▸ Work to be completed
Would you set down the lines running from the one that holds "red batting helmet." to the final line of the listing, both included, exactly and with no others?

══ Information given ══

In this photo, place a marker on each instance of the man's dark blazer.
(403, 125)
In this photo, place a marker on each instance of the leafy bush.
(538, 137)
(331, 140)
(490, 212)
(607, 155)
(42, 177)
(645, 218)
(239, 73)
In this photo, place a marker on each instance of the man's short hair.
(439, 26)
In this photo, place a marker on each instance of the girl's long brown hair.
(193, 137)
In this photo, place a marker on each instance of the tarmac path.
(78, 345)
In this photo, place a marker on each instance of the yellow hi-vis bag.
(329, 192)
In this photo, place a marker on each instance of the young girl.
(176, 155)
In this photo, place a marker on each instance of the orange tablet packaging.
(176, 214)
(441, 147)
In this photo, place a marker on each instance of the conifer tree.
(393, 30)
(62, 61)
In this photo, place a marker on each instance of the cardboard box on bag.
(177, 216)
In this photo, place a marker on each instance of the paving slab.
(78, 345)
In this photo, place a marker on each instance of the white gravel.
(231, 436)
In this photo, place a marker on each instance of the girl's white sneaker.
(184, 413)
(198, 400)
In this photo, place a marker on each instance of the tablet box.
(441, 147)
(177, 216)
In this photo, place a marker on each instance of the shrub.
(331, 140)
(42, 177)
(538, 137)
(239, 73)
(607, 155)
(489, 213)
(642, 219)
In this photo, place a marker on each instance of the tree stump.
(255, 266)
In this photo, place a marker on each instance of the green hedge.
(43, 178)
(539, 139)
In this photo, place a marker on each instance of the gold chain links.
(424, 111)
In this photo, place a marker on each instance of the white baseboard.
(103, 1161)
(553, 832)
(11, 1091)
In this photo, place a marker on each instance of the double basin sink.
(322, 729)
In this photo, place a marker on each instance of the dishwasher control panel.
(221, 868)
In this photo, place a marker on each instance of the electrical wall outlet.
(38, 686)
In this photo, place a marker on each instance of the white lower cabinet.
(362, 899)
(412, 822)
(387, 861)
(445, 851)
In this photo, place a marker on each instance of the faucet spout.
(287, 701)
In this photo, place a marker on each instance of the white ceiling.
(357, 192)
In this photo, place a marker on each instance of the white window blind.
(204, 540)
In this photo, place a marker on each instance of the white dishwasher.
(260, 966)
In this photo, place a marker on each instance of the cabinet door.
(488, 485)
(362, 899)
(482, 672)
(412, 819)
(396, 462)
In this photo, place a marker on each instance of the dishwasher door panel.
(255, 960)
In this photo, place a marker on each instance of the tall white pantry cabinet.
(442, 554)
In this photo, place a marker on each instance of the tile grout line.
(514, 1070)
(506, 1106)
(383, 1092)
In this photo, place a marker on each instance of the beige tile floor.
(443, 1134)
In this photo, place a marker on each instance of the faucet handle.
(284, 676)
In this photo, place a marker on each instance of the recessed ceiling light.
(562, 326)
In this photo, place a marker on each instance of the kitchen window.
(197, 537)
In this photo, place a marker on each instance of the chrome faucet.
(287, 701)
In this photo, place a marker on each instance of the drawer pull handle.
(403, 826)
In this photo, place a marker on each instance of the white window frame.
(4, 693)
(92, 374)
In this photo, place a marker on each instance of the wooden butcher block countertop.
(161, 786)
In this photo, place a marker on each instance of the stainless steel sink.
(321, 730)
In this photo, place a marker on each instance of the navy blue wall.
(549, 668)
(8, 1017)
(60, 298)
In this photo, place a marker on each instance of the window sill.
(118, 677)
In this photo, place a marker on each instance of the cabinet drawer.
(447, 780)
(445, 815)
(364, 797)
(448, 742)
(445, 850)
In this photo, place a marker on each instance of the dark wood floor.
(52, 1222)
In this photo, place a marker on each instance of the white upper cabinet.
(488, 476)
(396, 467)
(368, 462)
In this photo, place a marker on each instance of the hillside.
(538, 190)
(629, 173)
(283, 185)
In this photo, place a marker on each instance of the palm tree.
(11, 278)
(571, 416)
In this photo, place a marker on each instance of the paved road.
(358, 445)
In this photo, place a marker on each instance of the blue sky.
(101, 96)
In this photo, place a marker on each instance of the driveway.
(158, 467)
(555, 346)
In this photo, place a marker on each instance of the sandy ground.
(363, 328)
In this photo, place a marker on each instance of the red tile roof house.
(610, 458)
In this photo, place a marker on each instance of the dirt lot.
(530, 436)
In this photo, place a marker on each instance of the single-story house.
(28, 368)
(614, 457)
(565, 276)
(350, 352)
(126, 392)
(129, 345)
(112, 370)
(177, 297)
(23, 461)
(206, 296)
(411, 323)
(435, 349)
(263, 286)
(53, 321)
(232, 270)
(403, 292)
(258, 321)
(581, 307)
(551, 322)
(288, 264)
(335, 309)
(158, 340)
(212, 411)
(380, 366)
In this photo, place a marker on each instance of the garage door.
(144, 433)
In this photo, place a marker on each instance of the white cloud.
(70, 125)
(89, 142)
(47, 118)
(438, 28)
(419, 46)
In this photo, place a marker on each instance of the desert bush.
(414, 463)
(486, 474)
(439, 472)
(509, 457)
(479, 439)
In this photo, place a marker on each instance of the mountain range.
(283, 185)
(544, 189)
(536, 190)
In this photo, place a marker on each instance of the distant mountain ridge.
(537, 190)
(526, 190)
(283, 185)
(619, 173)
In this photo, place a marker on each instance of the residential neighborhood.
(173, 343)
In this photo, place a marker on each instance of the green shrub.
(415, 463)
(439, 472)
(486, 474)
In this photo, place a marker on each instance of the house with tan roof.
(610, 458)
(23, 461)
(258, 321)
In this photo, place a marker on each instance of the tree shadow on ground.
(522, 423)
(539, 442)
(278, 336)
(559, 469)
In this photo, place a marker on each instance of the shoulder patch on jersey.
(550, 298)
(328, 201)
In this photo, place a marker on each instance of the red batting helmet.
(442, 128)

═══

▸ Response below
In this photo, place a marker on each instance of the red batting helmet.
(442, 128)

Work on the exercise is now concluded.